** Kaynak Metin **

########################################

Emsal Mahkeme Kararı Ankara 8. Asliye Ticaret Mahkemesi 2022/495 E. 2022/629 K. 25.11.2022 T.

Görüntülediğiniz mahkeme kararı henüz kesinleşmemiştir. Yararlı olması amacıyla eklenmiştir.

T.C. ANKARA 8. ASLİYE TİCARET MAHKEMESİ Esas-Karar No: 2022/495 Esas – 2022/629
TÜRK MİLLETİ ADINA YARGILAMA YAPMAYA VE HÜKÜM VERMEYE YETKİLİ
T.C.
ANKARA
ASLİYE SEKİZİNCİ TİCARET MAHKEMESİ
K A R A R

ESAS NO : 2022/495
KARAR NO : 2022/629

HAKİM : ….
KATİP : ….

DAVACI : …
DAVALI :….
DAVA : Alacak (Taşınmaz Alım-Satımı Kaynaklı)
DAVA TARİHİ : 04/07/2016
KARAR TARİHİ : 25/11/2022
GEREKÇELİ KARARIN
YAZILDIĞI TARİH : 30/11/2022

Mahkememizde görülmekte olan Alacak (Taşınmaz Alım-Satımı Kaynaklı) davasının yapılan açık yargılaması sonunda,
DAVA: Davacı vekili dava dilekçesinde; müvekkili şirketin yurt dışından çelik hammaddeleri ithalatı , imalatı ve satışı işiyle iştigal ettiğini, davalı kurumun üretim yapmak üzere çelik hammadde ihtiyacı için ihale açtığını ve bu ihalenin müvekkili şirketin uhdesinde kaldığını, bu nedenle 13.05.2015 tarih ve 2128 sayılı sözleşmenin imzalandığın. Sözleşme konusunun idarenin ihtiyacı olan ABD’de yerleşik Carpenter Tecnology Corparation firmasının ürünü olan ve özellikleri belirtilen 10.000 Kg çelik malzemesi , işin teslim yerinin Kırıkkale, teslim tarihinin ise 10.12.2015 olduğunu. Sözleşme uyarınca müvekkili firmanın ABD’deki firmaya sipariş verdiğini ve ürünlerin hazırlanmaya başlandığını, bu arada 05.07.2015 tarih ve 29407 sayılı Resmi Gazete’de yayımlanan Bakanlar Kurulu’nun 2015/7749 numaralı kararına göre ülkeye ithal edilecek çelik ürünlere % 25 ilave gümrük vergisi konulması üzerine , zorunlu olarak ilave 264.473,55 TL gümrük vergisinin ödenip teslim yükümlülüğünü yerine getirdiğini. Bu ek vergi yükünün taraflar arasında imzalanan ihale sözleşmesinin 7.1. maddesinin ” yurtdışından yapılan mal alımı ihale işlemlerinde sözleşmenin yürürlük süresi zarfında doğacak, vergi, resim, harçlar ve ödemeler ile ilgili banka komisyon ve masraflarından Türkiye içinde tahakkuk edenler idare tarafından, Türkiye dışında tahakkuk edenler Yüklenici tarafından ödenecektir” hükmü ile idari şartnamenin 24. maddesi gereğince Türkiye içinde tahhakkuk ettiği ve davalı idare tarafından ödenmesi gerektiğinden bahisle ödedikleri bu ek vergi bedeli 264.473,55 TL nin dava tarihinden itibaren işleyecek en yüksek ticari faiziyle birlikte davalıdan tahsiline karar verilmesini talep etmiştir.

########################################

** Mevcut Veriler **

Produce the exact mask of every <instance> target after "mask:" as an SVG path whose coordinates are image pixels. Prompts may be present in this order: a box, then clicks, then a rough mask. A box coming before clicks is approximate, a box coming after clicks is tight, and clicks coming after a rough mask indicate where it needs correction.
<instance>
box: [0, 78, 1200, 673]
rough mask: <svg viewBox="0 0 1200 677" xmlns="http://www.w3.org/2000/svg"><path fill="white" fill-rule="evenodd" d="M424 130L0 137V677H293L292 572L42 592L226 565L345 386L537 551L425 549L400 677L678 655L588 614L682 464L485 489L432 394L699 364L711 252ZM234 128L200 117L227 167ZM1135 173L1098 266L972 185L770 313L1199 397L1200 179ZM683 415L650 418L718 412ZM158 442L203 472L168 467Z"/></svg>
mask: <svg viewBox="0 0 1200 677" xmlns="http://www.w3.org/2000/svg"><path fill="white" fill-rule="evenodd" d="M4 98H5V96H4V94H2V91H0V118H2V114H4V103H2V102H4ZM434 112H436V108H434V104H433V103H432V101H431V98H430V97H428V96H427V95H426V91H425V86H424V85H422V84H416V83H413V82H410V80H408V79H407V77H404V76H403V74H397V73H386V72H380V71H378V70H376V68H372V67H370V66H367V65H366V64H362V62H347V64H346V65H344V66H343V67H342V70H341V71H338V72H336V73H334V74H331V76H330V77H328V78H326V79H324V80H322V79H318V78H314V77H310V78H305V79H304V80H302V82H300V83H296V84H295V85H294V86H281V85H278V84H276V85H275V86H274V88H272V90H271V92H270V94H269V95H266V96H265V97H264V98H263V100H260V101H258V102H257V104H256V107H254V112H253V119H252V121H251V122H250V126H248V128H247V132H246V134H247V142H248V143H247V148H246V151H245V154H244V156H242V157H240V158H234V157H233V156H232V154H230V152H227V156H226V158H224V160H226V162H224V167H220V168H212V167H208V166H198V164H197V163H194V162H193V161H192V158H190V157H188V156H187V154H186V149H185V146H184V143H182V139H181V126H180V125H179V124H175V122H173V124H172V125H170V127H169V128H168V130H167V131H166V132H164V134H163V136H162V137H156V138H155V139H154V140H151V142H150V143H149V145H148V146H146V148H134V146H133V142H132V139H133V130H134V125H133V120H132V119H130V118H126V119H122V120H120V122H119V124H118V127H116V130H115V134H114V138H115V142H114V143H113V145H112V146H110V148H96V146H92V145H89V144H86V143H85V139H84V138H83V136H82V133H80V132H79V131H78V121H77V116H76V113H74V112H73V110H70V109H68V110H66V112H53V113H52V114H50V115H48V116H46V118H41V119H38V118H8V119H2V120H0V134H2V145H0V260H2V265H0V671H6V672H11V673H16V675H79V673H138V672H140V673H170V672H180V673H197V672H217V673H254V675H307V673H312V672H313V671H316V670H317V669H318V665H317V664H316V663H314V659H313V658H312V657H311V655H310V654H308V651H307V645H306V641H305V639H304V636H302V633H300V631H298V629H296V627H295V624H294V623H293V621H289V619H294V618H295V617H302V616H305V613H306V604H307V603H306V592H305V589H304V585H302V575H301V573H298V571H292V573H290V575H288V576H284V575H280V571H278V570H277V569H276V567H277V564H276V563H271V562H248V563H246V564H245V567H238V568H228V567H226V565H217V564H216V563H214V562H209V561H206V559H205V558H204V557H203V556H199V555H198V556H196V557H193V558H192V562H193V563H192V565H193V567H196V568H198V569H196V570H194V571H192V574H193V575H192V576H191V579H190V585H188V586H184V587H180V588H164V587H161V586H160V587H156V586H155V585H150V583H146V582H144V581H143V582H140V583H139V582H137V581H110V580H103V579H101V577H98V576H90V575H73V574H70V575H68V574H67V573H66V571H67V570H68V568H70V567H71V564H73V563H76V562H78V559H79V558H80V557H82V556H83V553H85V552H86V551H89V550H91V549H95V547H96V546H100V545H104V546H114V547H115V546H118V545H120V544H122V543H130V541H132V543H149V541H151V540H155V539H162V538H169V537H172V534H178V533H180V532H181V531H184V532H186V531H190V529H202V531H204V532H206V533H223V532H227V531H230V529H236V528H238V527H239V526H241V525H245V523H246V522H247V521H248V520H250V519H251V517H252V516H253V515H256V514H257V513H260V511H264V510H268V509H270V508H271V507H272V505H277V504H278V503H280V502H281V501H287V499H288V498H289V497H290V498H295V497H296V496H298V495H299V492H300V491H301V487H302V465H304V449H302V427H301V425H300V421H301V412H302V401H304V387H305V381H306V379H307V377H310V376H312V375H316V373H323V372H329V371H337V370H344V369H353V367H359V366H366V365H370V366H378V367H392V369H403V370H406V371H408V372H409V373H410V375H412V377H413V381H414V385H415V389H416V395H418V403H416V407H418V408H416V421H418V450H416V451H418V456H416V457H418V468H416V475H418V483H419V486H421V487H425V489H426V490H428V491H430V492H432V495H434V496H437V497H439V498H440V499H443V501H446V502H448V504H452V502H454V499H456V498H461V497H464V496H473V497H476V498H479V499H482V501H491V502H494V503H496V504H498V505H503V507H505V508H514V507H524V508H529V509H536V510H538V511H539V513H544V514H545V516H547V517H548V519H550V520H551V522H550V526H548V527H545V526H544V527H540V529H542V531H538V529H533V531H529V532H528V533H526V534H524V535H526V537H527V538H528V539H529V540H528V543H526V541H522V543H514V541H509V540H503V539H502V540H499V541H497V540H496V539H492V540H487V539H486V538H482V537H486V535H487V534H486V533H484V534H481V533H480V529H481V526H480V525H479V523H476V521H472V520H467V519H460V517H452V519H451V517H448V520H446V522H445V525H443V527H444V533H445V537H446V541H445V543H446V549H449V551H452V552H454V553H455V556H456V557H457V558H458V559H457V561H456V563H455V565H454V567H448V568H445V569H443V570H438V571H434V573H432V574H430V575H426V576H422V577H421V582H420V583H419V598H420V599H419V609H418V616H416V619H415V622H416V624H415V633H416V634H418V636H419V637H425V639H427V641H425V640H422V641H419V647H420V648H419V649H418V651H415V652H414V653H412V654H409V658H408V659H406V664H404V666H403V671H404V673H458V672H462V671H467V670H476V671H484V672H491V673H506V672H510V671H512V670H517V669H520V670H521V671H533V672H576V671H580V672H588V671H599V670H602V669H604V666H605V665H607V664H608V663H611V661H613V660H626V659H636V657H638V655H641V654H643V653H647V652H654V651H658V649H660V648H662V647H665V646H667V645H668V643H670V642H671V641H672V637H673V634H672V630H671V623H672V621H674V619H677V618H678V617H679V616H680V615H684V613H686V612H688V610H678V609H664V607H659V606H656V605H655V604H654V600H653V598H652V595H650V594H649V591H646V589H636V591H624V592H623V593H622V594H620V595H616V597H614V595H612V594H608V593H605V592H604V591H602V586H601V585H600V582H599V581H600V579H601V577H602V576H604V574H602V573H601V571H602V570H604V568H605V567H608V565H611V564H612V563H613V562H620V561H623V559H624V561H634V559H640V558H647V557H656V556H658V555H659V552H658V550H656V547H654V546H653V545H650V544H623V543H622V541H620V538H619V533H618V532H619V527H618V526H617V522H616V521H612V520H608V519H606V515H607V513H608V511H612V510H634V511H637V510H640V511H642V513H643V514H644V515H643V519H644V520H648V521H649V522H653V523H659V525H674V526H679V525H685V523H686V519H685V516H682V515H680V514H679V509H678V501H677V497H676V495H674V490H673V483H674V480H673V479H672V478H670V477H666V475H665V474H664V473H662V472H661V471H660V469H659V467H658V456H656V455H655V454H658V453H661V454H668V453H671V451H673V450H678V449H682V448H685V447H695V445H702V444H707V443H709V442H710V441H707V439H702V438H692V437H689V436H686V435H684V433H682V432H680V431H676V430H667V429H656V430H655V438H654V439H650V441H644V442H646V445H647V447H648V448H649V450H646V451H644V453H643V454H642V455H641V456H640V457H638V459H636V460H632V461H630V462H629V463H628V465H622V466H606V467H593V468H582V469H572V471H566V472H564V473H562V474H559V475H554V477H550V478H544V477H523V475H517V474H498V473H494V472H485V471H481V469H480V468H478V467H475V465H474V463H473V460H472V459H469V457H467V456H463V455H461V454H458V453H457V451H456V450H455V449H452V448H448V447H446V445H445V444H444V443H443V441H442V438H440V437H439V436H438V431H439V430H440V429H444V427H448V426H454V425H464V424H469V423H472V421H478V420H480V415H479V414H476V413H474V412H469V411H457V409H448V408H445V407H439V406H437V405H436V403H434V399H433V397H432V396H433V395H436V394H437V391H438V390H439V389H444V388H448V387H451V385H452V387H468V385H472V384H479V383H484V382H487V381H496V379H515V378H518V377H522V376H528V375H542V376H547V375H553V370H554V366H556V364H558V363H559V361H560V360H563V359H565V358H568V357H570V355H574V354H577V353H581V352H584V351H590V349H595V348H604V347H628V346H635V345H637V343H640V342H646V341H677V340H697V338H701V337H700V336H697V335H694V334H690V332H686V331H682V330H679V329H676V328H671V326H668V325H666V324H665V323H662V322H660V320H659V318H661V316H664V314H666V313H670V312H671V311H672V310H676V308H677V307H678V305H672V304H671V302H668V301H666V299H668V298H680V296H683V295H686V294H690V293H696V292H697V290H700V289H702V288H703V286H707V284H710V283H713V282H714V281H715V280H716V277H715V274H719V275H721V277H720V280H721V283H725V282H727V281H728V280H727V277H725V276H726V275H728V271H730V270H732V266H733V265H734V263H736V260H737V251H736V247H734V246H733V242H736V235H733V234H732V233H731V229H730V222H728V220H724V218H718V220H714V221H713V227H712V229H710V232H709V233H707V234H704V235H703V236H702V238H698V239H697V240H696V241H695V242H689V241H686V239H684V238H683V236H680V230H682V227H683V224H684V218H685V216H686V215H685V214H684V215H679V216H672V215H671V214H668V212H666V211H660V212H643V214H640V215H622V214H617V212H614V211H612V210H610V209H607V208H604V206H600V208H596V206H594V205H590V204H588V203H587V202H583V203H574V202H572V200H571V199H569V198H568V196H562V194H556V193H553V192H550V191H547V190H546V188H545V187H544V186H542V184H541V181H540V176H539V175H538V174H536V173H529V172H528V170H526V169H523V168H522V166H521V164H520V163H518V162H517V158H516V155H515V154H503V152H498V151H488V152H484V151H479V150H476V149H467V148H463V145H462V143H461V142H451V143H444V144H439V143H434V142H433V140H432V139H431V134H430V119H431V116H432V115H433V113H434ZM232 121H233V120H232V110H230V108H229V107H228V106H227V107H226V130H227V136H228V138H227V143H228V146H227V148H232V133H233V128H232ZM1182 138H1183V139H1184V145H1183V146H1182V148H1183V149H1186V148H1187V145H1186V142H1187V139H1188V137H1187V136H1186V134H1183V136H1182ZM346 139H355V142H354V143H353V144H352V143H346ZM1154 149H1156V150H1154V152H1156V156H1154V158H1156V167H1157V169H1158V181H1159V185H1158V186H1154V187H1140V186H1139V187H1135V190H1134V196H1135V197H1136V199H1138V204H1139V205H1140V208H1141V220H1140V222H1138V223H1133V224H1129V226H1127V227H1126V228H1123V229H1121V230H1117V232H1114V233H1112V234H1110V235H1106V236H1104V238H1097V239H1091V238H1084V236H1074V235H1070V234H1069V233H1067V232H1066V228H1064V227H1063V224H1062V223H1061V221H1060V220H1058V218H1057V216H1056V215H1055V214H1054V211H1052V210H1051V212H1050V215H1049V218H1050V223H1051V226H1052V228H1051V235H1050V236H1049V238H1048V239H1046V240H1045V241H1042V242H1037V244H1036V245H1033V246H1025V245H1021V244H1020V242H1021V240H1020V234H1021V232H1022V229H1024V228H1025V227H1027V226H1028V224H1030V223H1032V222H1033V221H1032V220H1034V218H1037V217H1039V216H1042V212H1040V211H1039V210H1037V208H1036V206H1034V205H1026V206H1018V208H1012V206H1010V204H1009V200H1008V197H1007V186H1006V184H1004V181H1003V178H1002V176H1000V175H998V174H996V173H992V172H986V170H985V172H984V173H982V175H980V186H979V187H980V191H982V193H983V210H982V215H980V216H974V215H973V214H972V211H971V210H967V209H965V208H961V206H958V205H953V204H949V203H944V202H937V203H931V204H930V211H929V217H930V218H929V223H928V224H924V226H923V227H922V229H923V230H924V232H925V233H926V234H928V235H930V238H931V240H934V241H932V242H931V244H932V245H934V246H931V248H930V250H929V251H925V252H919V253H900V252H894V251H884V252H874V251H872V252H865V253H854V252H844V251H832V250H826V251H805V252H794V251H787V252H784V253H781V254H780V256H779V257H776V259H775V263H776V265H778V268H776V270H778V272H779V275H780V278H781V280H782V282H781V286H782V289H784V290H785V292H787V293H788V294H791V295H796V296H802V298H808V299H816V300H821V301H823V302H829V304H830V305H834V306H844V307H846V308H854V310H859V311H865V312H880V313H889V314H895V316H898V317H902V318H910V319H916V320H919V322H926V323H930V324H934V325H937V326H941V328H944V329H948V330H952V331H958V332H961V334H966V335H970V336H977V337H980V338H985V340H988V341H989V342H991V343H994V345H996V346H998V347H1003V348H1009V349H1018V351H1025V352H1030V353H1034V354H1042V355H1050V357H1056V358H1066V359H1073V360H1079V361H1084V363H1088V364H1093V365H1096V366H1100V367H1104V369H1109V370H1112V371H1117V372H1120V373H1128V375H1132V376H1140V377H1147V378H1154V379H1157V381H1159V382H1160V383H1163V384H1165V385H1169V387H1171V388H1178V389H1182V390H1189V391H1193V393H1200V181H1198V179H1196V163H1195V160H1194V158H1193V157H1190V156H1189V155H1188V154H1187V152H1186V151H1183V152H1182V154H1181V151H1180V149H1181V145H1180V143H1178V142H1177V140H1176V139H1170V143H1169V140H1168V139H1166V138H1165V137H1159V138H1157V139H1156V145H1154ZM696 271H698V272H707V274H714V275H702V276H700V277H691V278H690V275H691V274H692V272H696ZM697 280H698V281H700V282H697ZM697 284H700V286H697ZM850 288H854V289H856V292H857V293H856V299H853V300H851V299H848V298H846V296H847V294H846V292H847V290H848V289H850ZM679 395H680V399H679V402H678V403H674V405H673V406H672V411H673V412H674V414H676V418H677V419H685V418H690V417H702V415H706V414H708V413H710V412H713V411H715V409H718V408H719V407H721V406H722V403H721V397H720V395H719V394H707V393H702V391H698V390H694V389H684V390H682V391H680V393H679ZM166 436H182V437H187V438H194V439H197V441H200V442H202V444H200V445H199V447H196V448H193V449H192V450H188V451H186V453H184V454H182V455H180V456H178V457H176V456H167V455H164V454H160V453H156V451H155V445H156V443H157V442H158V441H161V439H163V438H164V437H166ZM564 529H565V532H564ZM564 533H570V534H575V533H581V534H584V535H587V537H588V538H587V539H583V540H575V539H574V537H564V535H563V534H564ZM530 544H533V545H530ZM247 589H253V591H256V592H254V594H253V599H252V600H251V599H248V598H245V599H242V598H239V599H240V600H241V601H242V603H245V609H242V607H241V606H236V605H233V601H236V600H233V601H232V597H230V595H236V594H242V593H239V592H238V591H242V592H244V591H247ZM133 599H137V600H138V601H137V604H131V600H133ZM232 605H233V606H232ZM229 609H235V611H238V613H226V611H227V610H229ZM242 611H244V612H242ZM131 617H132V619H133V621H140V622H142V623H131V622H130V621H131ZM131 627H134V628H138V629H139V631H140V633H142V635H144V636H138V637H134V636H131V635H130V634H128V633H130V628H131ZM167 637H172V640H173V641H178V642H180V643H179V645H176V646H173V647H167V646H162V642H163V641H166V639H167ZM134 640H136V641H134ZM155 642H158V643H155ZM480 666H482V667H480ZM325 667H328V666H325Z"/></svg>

########################################

** Yönergeler **
**1.** Mahkeme kararına göre sözleşme konusu çelik malzemenin teslim tarihi nedir?
**2.** Mahkeme kararında davacının, ödediği ek gümrük vergisinin davalı idare tarafından karşılanması gerektiğini hangi gerekçeyle ileri sürdüğünü bir ile üç cümle arasında açıklayın.
Kayıtların bu çalışmada hiçbir rolü yoktur.

** Alıştırma Yanıtları **
**1.** Teslim tarihi 10.12.2015'tir.

**2.** Davacıya göre sözleşmenin 7.1. maddesi, yurt dışından yapılan mal alımlarında sözleşmenin yürürlük süresi içinde Türkiye içinde tahakkuk eden vergi, resim ve harçların idare tarafından ödeneceğini öngörmektedir. Ödenen 264.473,55 TL'lik ek vergi, bu madde ve idari şartnamenin 24. maddesi gereğince Türkiye içinde tahakkuk ettiğinden davalı idarece ödenmelidir.